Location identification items
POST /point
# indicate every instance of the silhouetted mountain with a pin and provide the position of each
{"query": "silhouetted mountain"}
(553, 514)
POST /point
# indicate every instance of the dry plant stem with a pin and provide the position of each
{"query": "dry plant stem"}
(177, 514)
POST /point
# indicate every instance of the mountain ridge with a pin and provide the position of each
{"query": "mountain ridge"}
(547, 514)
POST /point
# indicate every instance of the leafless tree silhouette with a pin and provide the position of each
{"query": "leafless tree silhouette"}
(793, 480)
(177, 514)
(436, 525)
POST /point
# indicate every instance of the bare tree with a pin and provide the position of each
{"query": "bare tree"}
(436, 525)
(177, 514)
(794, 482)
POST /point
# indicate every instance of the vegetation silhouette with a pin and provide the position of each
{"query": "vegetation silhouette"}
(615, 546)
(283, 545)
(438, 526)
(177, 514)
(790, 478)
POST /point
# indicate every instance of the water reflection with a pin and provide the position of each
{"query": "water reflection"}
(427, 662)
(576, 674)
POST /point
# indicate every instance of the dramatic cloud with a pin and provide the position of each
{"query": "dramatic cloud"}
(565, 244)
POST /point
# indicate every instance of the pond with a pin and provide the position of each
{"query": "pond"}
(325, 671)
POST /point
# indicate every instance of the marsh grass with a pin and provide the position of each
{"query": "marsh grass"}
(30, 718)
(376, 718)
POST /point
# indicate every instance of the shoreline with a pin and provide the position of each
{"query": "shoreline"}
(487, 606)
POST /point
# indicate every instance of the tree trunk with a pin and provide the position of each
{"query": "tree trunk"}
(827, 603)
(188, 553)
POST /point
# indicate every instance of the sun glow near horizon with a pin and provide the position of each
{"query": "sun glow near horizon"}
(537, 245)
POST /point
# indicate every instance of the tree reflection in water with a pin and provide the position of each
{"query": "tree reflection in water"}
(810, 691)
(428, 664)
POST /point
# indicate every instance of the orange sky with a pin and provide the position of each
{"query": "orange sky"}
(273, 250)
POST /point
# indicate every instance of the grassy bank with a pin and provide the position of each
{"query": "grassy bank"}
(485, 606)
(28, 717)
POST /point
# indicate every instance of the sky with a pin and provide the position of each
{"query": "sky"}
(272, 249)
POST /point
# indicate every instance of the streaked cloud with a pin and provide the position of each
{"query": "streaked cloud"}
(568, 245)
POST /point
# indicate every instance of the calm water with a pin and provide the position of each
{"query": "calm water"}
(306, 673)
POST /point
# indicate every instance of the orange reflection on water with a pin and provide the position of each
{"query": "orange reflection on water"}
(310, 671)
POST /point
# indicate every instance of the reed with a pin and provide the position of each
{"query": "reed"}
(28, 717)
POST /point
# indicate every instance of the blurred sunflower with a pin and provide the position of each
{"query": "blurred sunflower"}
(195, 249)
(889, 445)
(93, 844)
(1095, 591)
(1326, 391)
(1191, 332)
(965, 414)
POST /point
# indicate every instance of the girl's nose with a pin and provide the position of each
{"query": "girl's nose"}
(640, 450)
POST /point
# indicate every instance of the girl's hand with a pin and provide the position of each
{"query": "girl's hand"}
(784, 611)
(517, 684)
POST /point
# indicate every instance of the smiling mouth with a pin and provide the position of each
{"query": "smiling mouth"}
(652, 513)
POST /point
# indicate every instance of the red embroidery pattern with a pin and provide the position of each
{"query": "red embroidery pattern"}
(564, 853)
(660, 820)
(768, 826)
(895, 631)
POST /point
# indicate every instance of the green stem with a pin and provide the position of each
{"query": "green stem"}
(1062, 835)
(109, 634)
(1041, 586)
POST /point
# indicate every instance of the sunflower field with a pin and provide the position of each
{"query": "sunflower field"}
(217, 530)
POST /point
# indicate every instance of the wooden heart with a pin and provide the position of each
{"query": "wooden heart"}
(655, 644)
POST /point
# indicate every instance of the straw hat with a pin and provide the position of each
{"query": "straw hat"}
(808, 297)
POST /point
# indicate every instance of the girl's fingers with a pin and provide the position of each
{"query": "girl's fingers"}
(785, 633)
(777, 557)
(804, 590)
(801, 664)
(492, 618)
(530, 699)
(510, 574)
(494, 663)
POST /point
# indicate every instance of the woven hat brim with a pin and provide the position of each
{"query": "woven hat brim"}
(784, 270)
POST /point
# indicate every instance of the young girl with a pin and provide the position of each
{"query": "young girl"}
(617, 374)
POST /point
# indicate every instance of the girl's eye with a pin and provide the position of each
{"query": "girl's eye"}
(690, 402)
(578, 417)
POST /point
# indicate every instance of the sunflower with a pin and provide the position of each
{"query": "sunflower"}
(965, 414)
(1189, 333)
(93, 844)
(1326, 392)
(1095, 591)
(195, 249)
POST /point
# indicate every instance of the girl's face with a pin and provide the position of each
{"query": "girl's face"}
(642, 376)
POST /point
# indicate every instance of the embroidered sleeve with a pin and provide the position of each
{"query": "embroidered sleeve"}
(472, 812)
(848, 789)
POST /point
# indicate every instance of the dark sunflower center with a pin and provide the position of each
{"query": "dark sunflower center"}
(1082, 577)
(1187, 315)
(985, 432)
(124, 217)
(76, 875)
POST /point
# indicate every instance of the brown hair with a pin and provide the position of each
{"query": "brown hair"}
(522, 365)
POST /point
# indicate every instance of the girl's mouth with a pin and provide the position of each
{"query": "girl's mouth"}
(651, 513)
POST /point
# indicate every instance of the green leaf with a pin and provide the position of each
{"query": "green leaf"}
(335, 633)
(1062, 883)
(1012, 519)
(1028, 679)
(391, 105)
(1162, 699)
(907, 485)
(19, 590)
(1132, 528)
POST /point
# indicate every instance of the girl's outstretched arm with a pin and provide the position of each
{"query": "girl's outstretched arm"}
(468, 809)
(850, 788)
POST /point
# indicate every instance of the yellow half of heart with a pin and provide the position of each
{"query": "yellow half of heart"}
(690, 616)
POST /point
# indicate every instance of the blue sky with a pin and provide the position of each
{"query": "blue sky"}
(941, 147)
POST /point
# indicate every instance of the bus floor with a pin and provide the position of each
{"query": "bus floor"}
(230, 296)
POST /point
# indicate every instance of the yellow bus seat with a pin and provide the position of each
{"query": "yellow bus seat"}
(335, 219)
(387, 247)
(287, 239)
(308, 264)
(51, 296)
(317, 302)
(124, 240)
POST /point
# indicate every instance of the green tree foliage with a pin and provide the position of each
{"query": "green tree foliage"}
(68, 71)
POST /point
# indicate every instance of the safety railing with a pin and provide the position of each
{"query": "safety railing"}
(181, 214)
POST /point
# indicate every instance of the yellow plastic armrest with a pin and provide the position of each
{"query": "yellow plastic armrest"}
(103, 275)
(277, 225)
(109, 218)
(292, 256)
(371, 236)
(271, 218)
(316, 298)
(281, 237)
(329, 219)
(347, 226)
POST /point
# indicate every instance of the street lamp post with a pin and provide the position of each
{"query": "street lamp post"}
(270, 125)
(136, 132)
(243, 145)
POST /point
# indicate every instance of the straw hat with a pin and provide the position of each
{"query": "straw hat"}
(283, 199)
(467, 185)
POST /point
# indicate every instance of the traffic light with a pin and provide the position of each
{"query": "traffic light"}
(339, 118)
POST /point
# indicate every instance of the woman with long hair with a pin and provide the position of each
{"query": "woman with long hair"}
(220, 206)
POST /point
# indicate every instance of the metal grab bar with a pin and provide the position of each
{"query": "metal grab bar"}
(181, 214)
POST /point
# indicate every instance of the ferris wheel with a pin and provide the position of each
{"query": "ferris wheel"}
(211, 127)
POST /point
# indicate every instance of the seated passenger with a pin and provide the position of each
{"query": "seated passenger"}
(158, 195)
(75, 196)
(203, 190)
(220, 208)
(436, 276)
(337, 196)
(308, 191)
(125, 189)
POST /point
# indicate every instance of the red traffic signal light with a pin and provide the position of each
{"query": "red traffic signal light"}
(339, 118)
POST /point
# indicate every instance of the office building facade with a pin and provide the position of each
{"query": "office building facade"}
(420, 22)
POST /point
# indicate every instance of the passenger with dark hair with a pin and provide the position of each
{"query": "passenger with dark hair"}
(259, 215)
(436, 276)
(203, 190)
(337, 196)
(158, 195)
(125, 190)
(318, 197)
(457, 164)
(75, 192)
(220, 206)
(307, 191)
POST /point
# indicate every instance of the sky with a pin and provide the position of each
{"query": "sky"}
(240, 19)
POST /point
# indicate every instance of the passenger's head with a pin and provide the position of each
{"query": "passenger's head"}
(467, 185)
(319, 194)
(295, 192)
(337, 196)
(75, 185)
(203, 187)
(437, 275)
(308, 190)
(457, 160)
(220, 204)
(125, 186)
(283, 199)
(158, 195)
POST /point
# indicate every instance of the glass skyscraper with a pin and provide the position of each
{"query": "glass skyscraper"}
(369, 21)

WHAT IS EXPECTED:
Return each line of the material that contains the string "hand". Case counts.

OUTPUT FOR THIS TASK:
# indicate every instance of the girl's hand with a pin and provide the position of each
{"query": "girl's hand"}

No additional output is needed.